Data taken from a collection

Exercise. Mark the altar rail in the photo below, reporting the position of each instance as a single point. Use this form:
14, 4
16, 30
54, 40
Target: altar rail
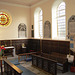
11, 69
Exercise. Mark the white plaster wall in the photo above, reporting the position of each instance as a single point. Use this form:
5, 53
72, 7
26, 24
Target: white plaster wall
19, 15
47, 11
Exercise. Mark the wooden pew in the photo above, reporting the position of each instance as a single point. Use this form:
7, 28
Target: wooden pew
27, 54
11, 69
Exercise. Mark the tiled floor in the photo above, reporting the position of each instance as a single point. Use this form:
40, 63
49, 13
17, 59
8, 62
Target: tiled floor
37, 71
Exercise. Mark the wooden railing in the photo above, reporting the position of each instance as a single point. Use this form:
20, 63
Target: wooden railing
45, 64
11, 69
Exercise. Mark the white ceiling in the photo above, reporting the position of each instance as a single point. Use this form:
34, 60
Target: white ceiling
23, 2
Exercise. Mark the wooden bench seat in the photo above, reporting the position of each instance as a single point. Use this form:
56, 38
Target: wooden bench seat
61, 59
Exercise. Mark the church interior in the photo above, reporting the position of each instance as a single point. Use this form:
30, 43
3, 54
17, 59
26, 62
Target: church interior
37, 37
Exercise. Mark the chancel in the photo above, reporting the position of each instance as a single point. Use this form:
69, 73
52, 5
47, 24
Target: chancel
37, 37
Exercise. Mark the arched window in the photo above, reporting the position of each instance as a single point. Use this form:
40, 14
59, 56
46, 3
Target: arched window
61, 20
22, 31
38, 23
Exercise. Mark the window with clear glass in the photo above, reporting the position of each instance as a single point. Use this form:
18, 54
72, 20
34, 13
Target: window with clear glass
61, 20
38, 23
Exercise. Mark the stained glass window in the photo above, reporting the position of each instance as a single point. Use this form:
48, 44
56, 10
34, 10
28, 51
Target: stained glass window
4, 19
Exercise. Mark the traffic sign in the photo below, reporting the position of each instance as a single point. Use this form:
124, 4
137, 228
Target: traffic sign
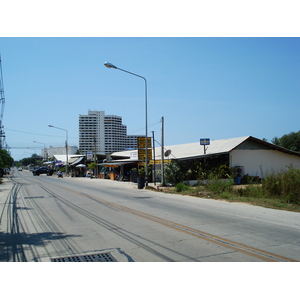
142, 142
142, 154
204, 142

**YOUR OBJECTIVE:**
Copy the entries above word for word, starting at the line that contains "Exercise. Mark the traffic" and ending at the last line of the entries. Leave the pictures out of your copy.

**RESULT OF THE TASK:**
Exercise. Mark the traffic sign in the photo below, reporting the position of each instance as a single point. Use this form:
124, 4
137, 228
Target: traffic sign
142, 142
142, 154
204, 142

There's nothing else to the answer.